**PROMPT**
Reproduce every line from the one containing "Get the boy in black jacket." through the end of the entries, requests included, and rescale each bounding-box coordinate in the answers by a factor of 0.2, rounding to the nearest whole number with halves rounded up. Omit the pictures from your answer.

--*--

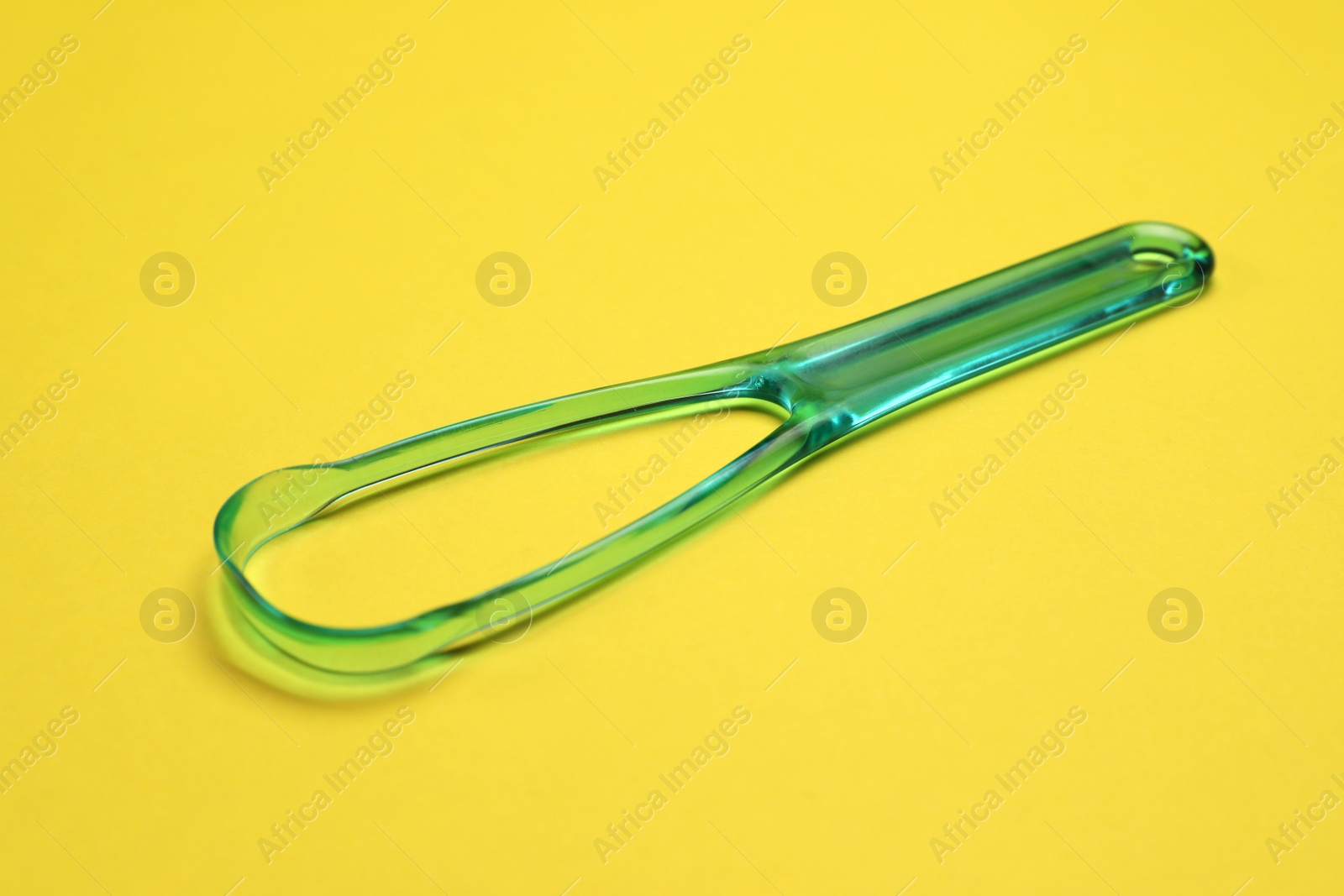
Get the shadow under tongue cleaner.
[215,223,1214,677]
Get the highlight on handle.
[213,223,1214,685]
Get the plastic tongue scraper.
[215,223,1214,673]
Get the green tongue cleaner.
[215,223,1214,679]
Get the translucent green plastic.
[215,223,1214,674]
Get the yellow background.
[0,0,1344,896]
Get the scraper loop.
[215,223,1214,673]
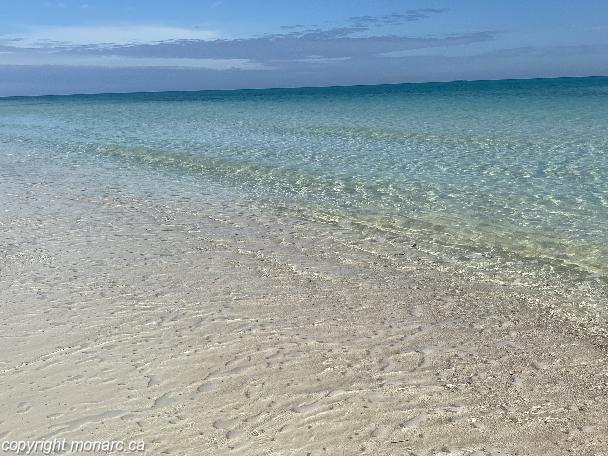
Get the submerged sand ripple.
[0,183,608,455]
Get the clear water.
[0,78,608,292]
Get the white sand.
[0,191,608,455]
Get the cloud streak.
[0,25,219,49]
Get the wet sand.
[0,180,608,455]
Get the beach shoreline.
[0,173,608,455]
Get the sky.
[0,0,608,96]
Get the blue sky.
[0,0,608,96]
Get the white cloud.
[2,52,273,70]
[0,25,219,48]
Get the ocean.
[0,77,608,328]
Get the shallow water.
[0,78,608,302]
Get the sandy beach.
[0,167,608,456]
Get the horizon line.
[0,74,608,100]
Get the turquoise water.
[0,78,608,283]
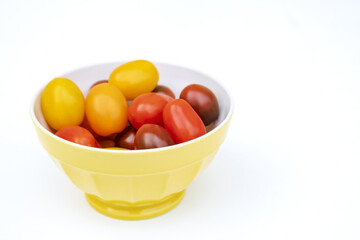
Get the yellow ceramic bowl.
[31,62,233,219]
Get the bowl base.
[85,190,185,220]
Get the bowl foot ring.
[85,190,185,220]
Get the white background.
[0,0,360,239]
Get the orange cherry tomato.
[163,99,206,143]
[85,83,128,136]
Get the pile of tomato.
[41,60,219,150]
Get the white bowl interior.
[33,62,233,131]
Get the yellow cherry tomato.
[41,78,85,130]
[109,60,159,100]
[85,83,128,136]
[105,147,129,150]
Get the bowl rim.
[30,61,234,155]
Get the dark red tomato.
[135,124,174,149]
[115,126,137,150]
[180,84,219,125]
[153,85,175,98]
[90,80,109,89]
[56,126,97,147]
[163,99,206,143]
[128,93,173,129]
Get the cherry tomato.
[56,126,97,147]
[41,78,85,130]
[90,80,108,89]
[153,85,175,98]
[109,60,159,100]
[128,93,173,129]
[115,126,137,150]
[163,99,206,143]
[99,138,115,148]
[180,84,219,125]
[85,83,128,136]
[106,147,129,150]
[135,124,174,149]
[80,115,104,141]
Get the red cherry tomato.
[115,126,137,150]
[56,126,97,147]
[163,99,206,143]
[90,80,109,89]
[128,93,173,129]
[180,84,219,125]
[135,124,174,149]
[153,85,175,98]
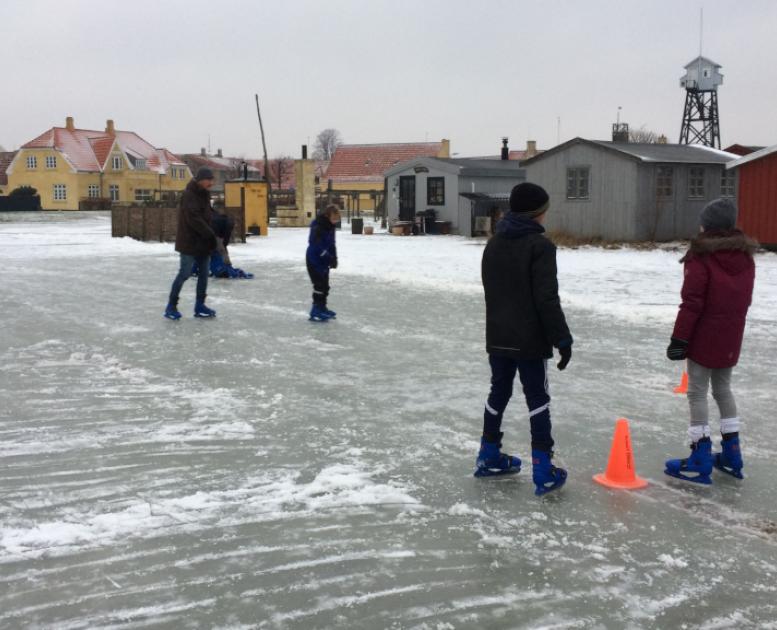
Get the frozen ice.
[0,213,777,630]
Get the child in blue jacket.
[305,204,340,322]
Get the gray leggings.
[688,359,737,426]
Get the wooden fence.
[111,206,246,243]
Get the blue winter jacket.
[306,215,337,273]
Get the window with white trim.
[720,168,736,197]
[656,166,674,199]
[567,166,591,199]
[688,166,704,199]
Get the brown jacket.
[175,180,216,256]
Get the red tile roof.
[0,151,16,186]
[326,142,443,183]
[22,127,186,173]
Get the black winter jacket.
[481,212,572,359]
[175,180,216,256]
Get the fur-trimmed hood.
[680,230,758,263]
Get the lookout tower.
[680,55,723,149]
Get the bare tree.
[313,129,343,160]
[629,125,661,144]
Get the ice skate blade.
[473,466,521,478]
[664,469,712,486]
[712,462,745,479]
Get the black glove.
[556,345,572,370]
[666,337,688,361]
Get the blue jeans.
[168,254,210,306]
[483,354,554,451]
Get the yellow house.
[7,116,192,210]
[321,139,451,212]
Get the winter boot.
[531,448,567,497]
[712,436,744,479]
[164,303,183,322]
[310,304,331,322]
[194,302,216,317]
[475,433,521,477]
[664,437,712,484]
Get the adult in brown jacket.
[164,168,216,320]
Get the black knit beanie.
[194,166,216,182]
[510,182,550,219]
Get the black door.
[399,175,415,221]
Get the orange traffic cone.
[674,370,688,394]
[594,418,647,489]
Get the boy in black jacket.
[475,183,572,495]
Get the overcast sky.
[0,0,777,157]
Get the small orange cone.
[674,370,688,394]
[594,418,647,490]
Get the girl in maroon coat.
[664,199,757,484]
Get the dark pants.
[306,260,329,308]
[483,354,553,451]
[169,254,210,306]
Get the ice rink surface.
[0,213,777,630]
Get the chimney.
[500,137,510,160]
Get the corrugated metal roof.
[326,142,443,183]
[522,138,738,166]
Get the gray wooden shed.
[384,157,526,236]
[521,138,737,241]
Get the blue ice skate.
[310,304,332,322]
[194,302,216,318]
[164,304,183,322]
[712,437,744,479]
[664,438,712,485]
[531,448,567,497]
[475,434,521,477]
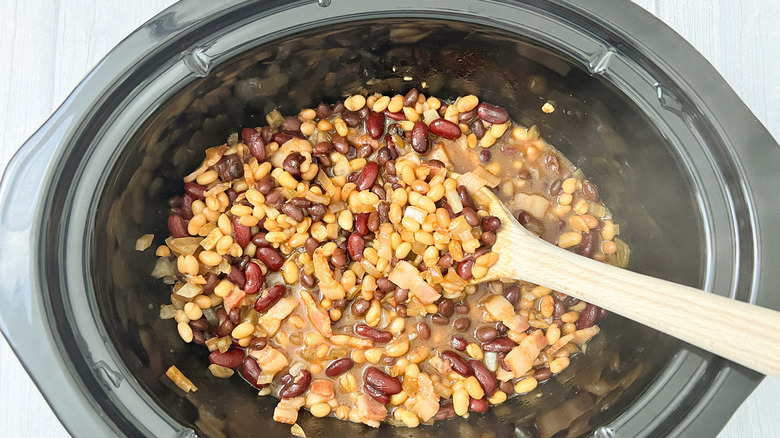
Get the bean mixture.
[151,89,629,427]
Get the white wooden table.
[0,0,780,438]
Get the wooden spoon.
[473,187,780,377]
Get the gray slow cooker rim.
[0,0,778,434]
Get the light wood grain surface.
[0,0,780,438]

--*--

**RESULT**
Get the boy in black jacket.
[95,37,114,99]
Get the overcast sky.
[0,0,155,31]
Get the small orange cone.
[135,74,138,79]
[119,84,129,98]
Get the girl in maroon coat.
[133,40,151,97]
Get the dark pants.
[61,52,66,62]
[97,71,111,90]
[34,51,42,61]
Get the ice rink surface.
[0,43,155,126]
Get the chimney.
[100,27,102,32]
Get the corrugated metal roof.
[65,28,89,37]
[104,28,148,33]
Get the gray wooden shed.
[77,31,105,47]
[104,28,147,48]
Get the blue ice skate.
[62,61,66,64]
[39,60,43,64]
[33,61,37,64]
[142,87,149,96]
[133,88,142,97]
[106,90,113,99]
[95,87,104,95]
Get the bean mixture.
[30,18,126,85]
Get the white wooden table.
[0,0,156,88]
Get the wooden spoon.
[95,37,156,75]
Get the gray slow cooker rim.
[0,0,156,87]
Get the light wood grain surface.
[0,0,156,88]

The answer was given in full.